→ Exercise goal:
Quote every line as written. Omit pictures.

→ Extracted information:

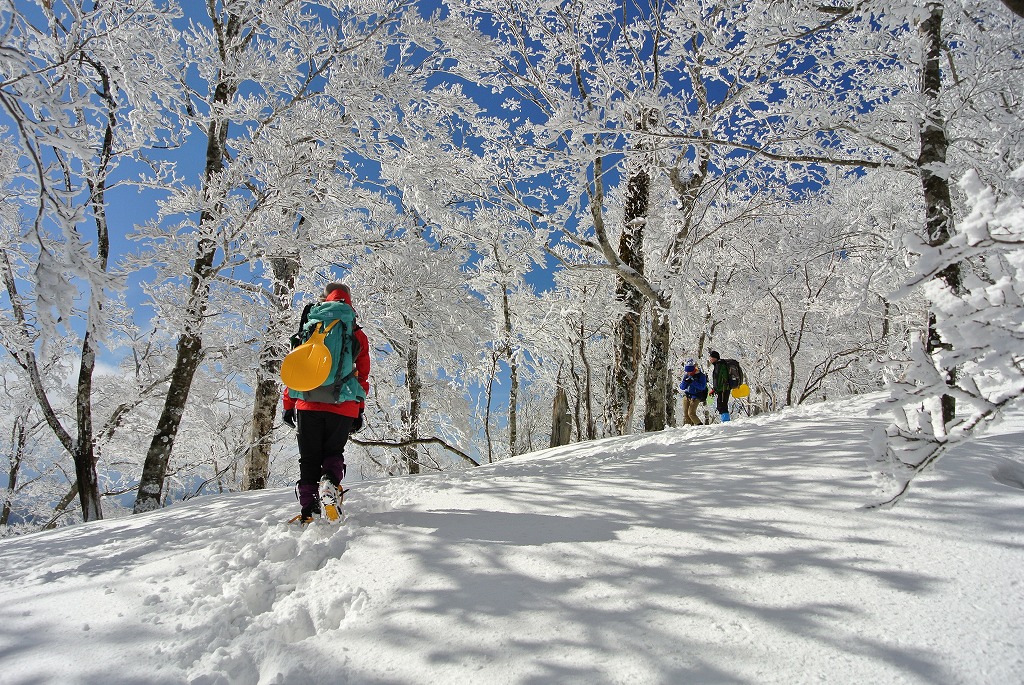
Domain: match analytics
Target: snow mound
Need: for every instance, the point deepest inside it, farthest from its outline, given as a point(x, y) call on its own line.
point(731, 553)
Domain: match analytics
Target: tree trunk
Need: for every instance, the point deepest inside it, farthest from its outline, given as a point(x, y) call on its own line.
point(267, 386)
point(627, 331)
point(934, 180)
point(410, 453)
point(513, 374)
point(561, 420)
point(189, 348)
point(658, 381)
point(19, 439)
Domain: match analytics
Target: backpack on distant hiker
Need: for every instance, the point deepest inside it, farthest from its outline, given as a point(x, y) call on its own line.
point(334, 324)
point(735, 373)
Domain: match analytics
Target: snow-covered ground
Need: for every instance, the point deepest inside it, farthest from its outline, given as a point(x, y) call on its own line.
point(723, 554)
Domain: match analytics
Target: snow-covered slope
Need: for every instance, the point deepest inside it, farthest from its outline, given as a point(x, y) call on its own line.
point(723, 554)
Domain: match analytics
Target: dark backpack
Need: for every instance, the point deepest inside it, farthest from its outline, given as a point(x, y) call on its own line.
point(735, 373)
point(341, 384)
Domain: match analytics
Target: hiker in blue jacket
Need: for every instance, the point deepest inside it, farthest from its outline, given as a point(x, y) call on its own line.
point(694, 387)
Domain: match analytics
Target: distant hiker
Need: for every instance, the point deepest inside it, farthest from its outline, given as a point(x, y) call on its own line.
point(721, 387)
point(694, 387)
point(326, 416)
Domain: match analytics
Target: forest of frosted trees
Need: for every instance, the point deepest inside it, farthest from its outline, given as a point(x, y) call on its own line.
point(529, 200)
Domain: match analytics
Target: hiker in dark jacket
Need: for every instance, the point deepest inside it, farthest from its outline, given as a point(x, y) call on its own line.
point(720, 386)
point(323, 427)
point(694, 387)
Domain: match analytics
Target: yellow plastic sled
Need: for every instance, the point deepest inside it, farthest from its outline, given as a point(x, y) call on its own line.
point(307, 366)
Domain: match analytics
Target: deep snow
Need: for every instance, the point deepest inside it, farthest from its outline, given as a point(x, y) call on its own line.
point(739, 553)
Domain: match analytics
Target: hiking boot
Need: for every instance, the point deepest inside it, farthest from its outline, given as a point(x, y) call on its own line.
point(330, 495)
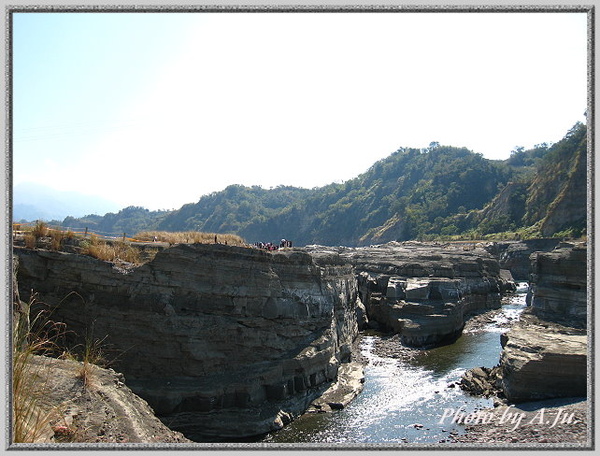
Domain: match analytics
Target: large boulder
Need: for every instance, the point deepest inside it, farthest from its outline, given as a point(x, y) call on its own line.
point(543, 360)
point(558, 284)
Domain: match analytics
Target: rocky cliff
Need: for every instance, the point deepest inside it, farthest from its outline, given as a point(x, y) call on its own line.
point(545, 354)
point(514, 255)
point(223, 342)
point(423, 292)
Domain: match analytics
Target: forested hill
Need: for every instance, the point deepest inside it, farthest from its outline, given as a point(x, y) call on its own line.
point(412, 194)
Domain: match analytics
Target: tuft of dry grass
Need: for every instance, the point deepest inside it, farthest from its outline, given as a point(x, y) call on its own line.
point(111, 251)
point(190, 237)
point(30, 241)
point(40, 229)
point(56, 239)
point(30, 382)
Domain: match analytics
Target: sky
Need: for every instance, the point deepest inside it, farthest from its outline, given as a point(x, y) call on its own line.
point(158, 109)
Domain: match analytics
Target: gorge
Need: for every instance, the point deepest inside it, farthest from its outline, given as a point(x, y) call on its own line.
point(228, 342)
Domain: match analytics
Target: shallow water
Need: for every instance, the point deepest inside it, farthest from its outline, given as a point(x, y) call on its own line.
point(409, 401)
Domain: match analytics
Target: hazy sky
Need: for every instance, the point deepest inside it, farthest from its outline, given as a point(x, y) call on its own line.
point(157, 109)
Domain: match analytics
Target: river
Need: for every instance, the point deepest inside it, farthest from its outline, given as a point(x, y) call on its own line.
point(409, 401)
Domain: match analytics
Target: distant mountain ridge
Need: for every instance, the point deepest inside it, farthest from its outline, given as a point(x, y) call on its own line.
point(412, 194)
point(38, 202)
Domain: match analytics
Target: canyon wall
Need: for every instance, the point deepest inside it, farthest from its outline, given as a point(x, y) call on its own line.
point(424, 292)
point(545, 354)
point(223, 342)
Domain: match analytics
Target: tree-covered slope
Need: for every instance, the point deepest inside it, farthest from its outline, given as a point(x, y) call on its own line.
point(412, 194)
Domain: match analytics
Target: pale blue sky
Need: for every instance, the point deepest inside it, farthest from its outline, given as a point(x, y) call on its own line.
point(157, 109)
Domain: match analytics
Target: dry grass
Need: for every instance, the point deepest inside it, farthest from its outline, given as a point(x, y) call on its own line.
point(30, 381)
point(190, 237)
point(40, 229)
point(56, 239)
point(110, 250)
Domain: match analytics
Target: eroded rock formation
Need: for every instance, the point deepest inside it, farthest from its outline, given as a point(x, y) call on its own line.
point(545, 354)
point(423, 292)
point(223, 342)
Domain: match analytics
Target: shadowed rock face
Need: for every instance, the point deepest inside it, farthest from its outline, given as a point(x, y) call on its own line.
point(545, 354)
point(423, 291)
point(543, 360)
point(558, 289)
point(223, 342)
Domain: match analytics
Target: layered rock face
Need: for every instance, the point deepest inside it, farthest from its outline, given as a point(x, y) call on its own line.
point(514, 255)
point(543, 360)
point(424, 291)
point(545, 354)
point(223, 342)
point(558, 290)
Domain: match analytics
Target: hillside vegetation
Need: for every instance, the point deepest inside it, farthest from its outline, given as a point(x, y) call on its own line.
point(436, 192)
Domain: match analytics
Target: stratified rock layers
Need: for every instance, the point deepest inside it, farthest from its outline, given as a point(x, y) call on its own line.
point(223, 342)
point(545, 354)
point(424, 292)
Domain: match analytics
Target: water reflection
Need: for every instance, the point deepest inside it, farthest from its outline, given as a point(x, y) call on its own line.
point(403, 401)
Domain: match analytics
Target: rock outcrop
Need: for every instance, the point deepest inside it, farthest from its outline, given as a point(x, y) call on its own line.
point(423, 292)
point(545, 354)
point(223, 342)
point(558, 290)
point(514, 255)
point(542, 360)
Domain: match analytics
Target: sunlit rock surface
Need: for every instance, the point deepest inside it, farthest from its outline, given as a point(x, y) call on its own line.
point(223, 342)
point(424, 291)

→ Answer for the task:
Domain: match analytics
Target: snow mound
Need: for every instance, the point deepest inside it, farthest from its outline, given as a point(x, y) call on its own line.
point(731, 553)
Domain: match analytics
Target: tree trunk
Need: for every instance, the point deepest inside it, farthest from its outline, given as a point(x, y) call on its own line.
point(267, 386)
point(627, 331)
point(934, 180)
point(410, 453)
point(513, 374)
point(561, 420)
point(189, 348)
point(658, 381)
point(19, 439)
Domain: match analytics
Target: backpack on distant hiker
Need: for every instance, the point deepest inside it, farthest from its outline, given as a point(x, y) call on its own line.
point(334, 324)
point(735, 373)
Domain: match analytics
Target: snow-covered ground
Need: for every instance, the point deepest inside it, farthest from its outline, given as a point(x, y) call on its own line.
point(723, 554)
Domain: match analytics
Target: snow-covered slope
Need: for every instance, the point deepest inside it, farthest from its outline, given as a point(x, y) call on its own line.
point(723, 554)
Domain: match analytics
Target: dark backpack
Need: for every instance, the point deepest inside it, farthest from its outline, given as a point(x, y) call on its own line.
point(735, 373)
point(341, 384)
Domain: match analytics
Target: hiker in blue jacket
Need: for every instance, the point deepest inside it, farthest from its outline, given as a point(x, y) call on its own line.
point(694, 387)
Domain: match analytics
Target: distant hiker
Need: for every instance, the point deepest inside it, farthest from its outline, given as a point(x, y) call on its own line.
point(721, 387)
point(694, 387)
point(326, 416)
Domain: match analytics
Target: forest of frosted trees
Need: for every instance, the point deepest inside it, farthest from its outline, given as a point(x, y) call on its own line.
point(529, 200)
Domain: match analytics
Target: hiker in dark jacket
Need: for every instance, the point deepest inside it, farthest from its outline, given as a point(x, y) call on its own line.
point(720, 386)
point(323, 427)
point(694, 387)
Domain: match analytics
Target: yellow plastic sled
Need: for every instance, the point deepest inside it, farthest from its outline, given as a point(x, y) call on its own line.
point(307, 366)
Domain: match analytics
Target: deep snow
Need: for every instance, the point deepest inside it, farthest from its outline, given as a point(x, y) call on its own line.
point(739, 553)
Domain: match analytics
Target: hiking boot
Need: for every instance, the point deepest inside it, farthest from its outline, given as a point(x, y) call on its own line.
point(330, 495)
Domain: match analytics
Target: large boulder
Need: for every instance, the point deepest inside it, farthest from its outline, given as a point(x, y) call on its own line.
point(543, 360)
point(558, 284)
Domain: match analytics
Target: rocky cliff
Need: for every instance, the point deepest inside it, farthest from its outline, given as a point(x, y) call on its own line.
point(545, 354)
point(514, 255)
point(223, 342)
point(423, 292)
Domain: match analytics
Target: forested hill
Need: for every instance, the point deepest inside it, farthest from its outline, given as a point(x, y) call on its own line.
point(412, 194)
Domain: match analytics
Target: tuft of dry grass
Need: for every instance, the point deepest inside it, farthest from its outline, given as a point(x, y) call on its own line.
point(111, 251)
point(190, 237)
point(30, 241)
point(40, 229)
point(56, 239)
point(30, 382)
Domain: match analytics
Target: sky
Need: for every instance, the point deepest inside it, farthest from its outline, given as a point(x, y) call on its own line.
point(158, 109)
Domain: match analytics
Target: gorge
Need: for every instance, the point deepest inside it, farthest from its outline, given as a point(x, y) call on its own line.
point(228, 342)
Domain: match analytics
Target: shallow water
Need: for every instance, the point deepest inside it, farthest from its outline, given as a point(x, y) call on its own line.
point(409, 401)
Domain: match analytics
Target: hazy sky
Need: for every instance, the point deepest inside it, farthest from its outline, given as a point(x, y) call on its own line.
point(157, 109)
Domain: match analytics
Target: river
Need: for every instance, the point deepest inside it, farthest from its outline, given as a point(x, y) call on its own line.
point(409, 401)
Domain: match analytics
Target: distant mountain ridge
Need: for every instance, the point deepest inside it, farthest from its outline, given as a point(x, y) call on its own line.
point(412, 194)
point(38, 202)
Domain: match analytics
Target: canyon wall
Need: for every instance, the point deepest inside it, farthest from its outline, given as a point(x, y) call on its own line.
point(424, 292)
point(545, 354)
point(223, 342)
Domain: match analytics
Target: tree-covered slope
Need: for every instance, the point deepest inside it, farthest from its outline, given as a point(x, y) call on its own line.
point(412, 194)
Domain: match analytics
Target: pale blue sky
Need: for every instance, the point deepest inside it, farthest from its outline, given as a point(x, y) call on its own line.
point(157, 109)
Domain: match analytics
Target: dry grass
Need: for every instance, the point deepest inside it, farthest from its outline, given as a point(x, y) call on its own line.
point(30, 381)
point(190, 237)
point(40, 229)
point(56, 239)
point(110, 250)
Domain: match analytics
Target: eroded rock formation
Need: for every instance, the point deepest inside it, farthest from its outline, given as a point(x, y) call on its own line.
point(545, 354)
point(423, 292)
point(223, 342)
Domain: match analytics
Target: shadowed rock face
Need: for every instance, the point deepest inside it, farthest from its outline, given as a point(x, y) call on its own line.
point(545, 354)
point(423, 291)
point(543, 360)
point(558, 289)
point(223, 342)
Domain: match analytics
Target: layered rock face
Need: for every instance, the point deepest inside it, farthest from its outline, given as a point(x, y) call on its own line.
point(514, 255)
point(543, 360)
point(424, 291)
point(545, 354)
point(223, 342)
point(558, 290)
Domain: match analytics
Target: hillside vegetation
Need: for every instance, the point deepest inside it, farthest from its outline, given as a point(x, y) call on its own line.
point(436, 192)
Domain: match analytics
Target: stratified rock layers
Need: for every instance, the point deepest inside it, farthest from its outline, given as a point(x, y) call on its own line.
point(223, 342)
point(545, 354)
point(424, 292)
Domain: match analytics
Target: water reflection
Need: for every instance, the point deepest inside it, farthest from its outline, given as a point(x, y) call on its own line.
point(403, 401)
Domain: match analytics
Target: rock outcrop
Need: for every instance, the point deepest inside it, farthest from its outline, given as a point(x, y) call on its own line.
point(423, 292)
point(545, 354)
point(223, 342)
point(558, 290)
point(514, 255)
point(542, 360)
Domain: match analytics
Target: sunlit rock surface
Need: for every instance, the point deepest inside it, farthest from its outline, given as a point(x, y) call on its own line.
point(223, 342)
point(424, 291)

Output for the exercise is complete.